▶ [WORK ITEM]: Return every line of the data below that includes the string "white".

▶ [GIVEN DATA]:
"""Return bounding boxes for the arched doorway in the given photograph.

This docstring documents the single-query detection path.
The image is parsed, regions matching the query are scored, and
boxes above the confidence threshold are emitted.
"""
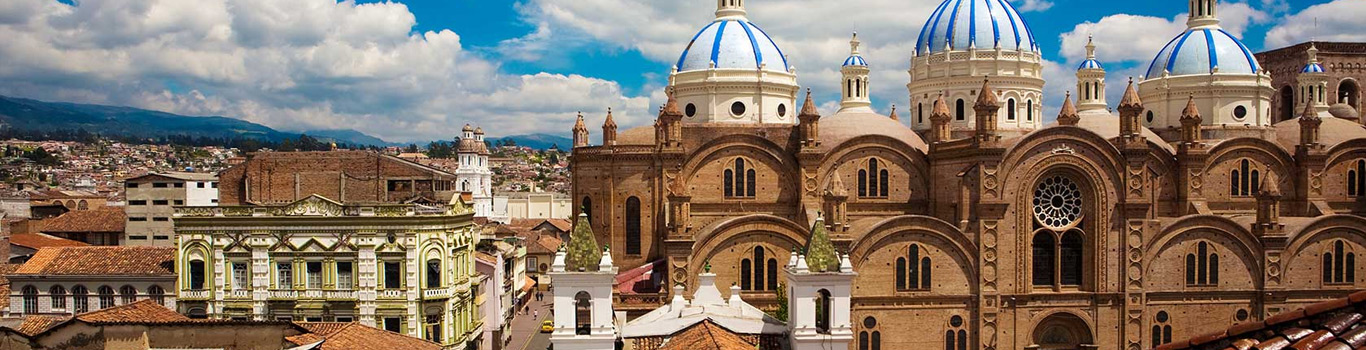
[1340,80,1360,111]
[1279,86,1295,122]
[1029,313,1096,350]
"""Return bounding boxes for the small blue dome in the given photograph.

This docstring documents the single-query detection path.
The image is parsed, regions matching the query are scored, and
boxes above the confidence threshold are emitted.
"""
[915,0,1040,56]
[1077,59,1102,71]
[1145,28,1260,78]
[1303,62,1325,73]
[676,19,789,72]
[843,55,867,67]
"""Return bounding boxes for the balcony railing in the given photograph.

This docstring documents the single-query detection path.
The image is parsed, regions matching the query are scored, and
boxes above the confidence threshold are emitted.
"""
[181,289,210,300]
[301,290,324,299]
[325,290,356,300]
[614,292,666,311]
[423,288,451,300]
[269,290,297,299]
[378,290,405,299]
[227,290,250,299]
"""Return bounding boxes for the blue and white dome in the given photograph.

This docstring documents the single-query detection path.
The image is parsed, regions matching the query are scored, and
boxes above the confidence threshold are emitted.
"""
[843,55,867,67]
[1145,28,1260,78]
[1077,59,1102,71]
[915,0,1040,56]
[1303,62,1325,73]
[676,19,789,73]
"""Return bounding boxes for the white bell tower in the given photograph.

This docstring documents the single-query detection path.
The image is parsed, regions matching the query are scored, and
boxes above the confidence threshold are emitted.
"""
[839,32,873,113]
[1075,35,1108,113]
[549,245,618,350]
[1297,43,1330,116]
[786,217,855,350]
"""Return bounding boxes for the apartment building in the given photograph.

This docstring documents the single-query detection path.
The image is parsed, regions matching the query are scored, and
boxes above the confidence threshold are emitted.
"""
[124,172,218,246]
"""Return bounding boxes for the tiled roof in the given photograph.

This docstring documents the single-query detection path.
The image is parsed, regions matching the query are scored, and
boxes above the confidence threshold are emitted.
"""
[39,209,124,233]
[0,263,20,309]
[659,320,756,350]
[75,299,190,324]
[294,322,443,350]
[15,315,67,336]
[475,252,497,264]
[27,190,101,200]
[1155,290,1366,350]
[14,246,175,276]
[525,233,563,255]
[9,233,90,249]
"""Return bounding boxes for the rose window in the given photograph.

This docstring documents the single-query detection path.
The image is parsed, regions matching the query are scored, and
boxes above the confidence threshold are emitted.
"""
[1032,175,1082,230]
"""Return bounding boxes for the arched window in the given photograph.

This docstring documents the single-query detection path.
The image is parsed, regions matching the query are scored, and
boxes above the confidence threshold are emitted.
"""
[945,315,967,350]
[148,286,165,306]
[919,103,925,124]
[1008,99,1017,120]
[900,244,933,290]
[1032,232,1056,286]
[869,159,879,197]
[955,99,965,120]
[1186,242,1220,286]
[859,159,889,198]
[815,289,832,334]
[119,285,137,304]
[72,285,88,313]
[188,260,206,290]
[856,79,862,98]
[98,286,114,309]
[625,197,641,255]
[1349,160,1366,197]
[50,286,66,310]
[1060,231,1083,286]
[1027,100,1034,121]
[575,291,592,335]
[1152,311,1173,346]
[77,200,87,210]
[880,169,889,197]
[858,170,867,197]
[896,257,907,290]
[581,196,592,223]
[426,259,441,288]
[1325,240,1357,285]
[741,247,776,291]
[1232,159,1260,197]
[21,286,37,314]
[766,258,778,291]
[726,159,756,198]
[754,247,766,290]
[860,317,881,350]
[740,259,752,290]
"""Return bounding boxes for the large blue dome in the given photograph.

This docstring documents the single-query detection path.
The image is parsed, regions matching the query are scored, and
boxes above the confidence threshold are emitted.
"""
[915,0,1040,56]
[1145,28,1260,78]
[675,19,789,73]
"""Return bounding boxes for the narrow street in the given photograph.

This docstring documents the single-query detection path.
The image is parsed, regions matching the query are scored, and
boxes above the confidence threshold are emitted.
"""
[506,290,553,350]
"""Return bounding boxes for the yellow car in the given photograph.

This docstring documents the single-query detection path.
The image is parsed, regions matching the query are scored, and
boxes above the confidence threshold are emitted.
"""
[540,320,554,333]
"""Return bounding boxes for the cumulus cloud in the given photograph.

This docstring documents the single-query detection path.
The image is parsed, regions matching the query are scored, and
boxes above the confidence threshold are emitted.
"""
[1057,2,1268,66]
[1011,0,1055,12]
[0,0,651,142]
[1264,0,1366,49]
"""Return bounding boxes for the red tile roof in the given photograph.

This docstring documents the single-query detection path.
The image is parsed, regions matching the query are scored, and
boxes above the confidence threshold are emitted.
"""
[1155,290,1366,350]
[659,320,756,350]
[39,209,124,233]
[0,263,21,309]
[524,233,563,255]
[75,299,190,324]
[9,233,90,250]
[14,246,175,276]
[294,322,443,350]
[15,315,68,336]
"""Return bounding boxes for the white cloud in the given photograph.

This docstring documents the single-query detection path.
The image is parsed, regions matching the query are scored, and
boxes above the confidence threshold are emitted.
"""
[1264,0,1366,49]
[1011,0,1054,13]
[1057,2,1267,66]
[0,0,651,143]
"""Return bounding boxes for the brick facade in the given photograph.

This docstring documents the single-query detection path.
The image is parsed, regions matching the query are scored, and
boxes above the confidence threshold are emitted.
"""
[1256,42,1366,123]
[217,151,457,205]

▶ [TASK OUTPUT]:
"""Return bounding boxes for the blue and white dome in the given photograph.
"""Return bounding boxes for the white bell tower in the given photograph.
"""Return bounding boxes for the white cloud in the given photograph.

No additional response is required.